## Data for this exercise

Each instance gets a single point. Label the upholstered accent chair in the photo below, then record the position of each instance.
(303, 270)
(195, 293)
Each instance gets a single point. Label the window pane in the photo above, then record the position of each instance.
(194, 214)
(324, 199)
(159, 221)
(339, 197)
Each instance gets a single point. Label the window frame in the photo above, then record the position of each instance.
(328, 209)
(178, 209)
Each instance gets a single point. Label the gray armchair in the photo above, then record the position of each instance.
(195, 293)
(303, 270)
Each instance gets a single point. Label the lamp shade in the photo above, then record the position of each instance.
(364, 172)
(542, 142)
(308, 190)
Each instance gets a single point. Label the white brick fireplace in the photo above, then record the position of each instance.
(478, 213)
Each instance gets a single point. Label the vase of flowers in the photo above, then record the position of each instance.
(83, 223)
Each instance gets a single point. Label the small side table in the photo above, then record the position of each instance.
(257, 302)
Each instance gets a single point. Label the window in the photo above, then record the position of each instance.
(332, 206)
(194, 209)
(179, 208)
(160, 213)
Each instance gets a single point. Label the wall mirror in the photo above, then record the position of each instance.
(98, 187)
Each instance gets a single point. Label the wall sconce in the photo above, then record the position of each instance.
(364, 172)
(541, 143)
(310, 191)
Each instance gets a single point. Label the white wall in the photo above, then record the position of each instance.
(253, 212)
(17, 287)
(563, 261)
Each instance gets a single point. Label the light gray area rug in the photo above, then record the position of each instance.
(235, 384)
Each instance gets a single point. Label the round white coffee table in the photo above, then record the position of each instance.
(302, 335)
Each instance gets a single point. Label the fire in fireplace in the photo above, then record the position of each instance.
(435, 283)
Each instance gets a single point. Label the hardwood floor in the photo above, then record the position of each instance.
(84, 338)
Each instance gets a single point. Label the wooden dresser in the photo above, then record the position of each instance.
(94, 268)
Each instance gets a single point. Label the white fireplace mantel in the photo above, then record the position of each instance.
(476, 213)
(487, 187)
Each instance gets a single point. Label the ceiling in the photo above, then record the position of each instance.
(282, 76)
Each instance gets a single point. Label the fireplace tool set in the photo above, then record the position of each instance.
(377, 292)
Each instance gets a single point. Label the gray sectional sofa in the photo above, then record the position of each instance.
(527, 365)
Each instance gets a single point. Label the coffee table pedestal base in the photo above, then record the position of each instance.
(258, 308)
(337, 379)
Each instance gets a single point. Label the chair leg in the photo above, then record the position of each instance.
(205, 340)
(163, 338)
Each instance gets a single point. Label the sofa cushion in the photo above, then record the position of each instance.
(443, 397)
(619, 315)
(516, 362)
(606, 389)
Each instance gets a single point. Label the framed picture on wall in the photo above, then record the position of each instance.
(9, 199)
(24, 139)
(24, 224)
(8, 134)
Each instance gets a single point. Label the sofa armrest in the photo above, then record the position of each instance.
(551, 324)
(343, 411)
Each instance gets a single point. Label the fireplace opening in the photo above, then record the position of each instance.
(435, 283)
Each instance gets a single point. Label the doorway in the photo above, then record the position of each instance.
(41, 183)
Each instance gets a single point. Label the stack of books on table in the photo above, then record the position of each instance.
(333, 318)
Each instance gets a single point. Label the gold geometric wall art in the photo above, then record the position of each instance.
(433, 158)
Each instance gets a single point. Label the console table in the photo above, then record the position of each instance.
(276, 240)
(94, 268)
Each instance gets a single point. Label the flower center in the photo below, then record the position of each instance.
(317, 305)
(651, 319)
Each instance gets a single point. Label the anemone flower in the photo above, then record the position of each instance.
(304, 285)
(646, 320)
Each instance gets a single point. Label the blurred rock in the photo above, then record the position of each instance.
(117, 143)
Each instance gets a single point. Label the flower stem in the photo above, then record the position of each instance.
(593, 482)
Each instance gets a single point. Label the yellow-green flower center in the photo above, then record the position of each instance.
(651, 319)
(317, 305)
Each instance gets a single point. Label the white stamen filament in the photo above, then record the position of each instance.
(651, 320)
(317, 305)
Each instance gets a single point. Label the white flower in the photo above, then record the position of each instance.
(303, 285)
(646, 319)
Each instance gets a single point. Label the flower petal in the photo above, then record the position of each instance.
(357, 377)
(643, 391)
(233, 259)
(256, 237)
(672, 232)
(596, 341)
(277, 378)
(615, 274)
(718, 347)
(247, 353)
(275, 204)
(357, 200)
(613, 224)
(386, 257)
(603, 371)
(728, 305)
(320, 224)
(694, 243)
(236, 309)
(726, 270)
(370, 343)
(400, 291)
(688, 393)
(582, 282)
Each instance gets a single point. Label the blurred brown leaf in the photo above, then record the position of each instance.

## Problem to work on
Can you write out the data again from the line containing "Each instance gets a single point. Label the console" through the end of the data, both included, keeping every request line unchanged and multiplying each point coordinate in the answers by 0.85, rounded to the nearest whole number with halves going up? Leave out everything before that line.

## Result of the task
Each instance gets a single point. Label the console table in the photo above, then record the position of each instance.
(235, 204)
(80, 228)
Each instance gets a single point. Label the flower center in the photo below, then record the position of each instance.
(269, 259)
(553, 271)
Each instance gets a single point. Label the anemone flower in the photo above, then record the position of each instance.
(258, 242)
(549, 272)
Each instance gets a single point. Label the blurred rock in the photo above, then record the position of each instance.
(99, 122)
Each instance gets a single point. Label the flower stem in the photo above, then record the position of each instance.
(504, 410)
Each instance gets a single point. Label the yellow-green flower center in the photo above, then record the position of each instance.
(553, 271)
(269, 259)
Each instance gets a single point. Label the white stamen filament in the photo above, then record the position of each instance.
(553, 272)
(269, 259)
Each instance gets a single point. Label the white flower in the photo above, then record the position of each instance.
(258, 242)
(549, 271)
Each instance gets a single point. Label the flower petal in the photo above, then record the position of each instance.
(303, 320)
(547, 332)
(198, 220)
(218, 201)
(571, 197)
(507, 290)
(235, 321)
(523, 233)
(610, 295)
(210, 300)
(234, 173)
(303, 170)
(521, 190)
(328, 218)
(513, 315)
(619, 259)
(272, 190)
(590, 207)
(201, 263)
(617, 230)
(315, 292)
(340, 247)
(585, 334)
(495, 240)
Each instance gets a single point. Label the blurred brown leaf in the photo above, then record the position of each instance.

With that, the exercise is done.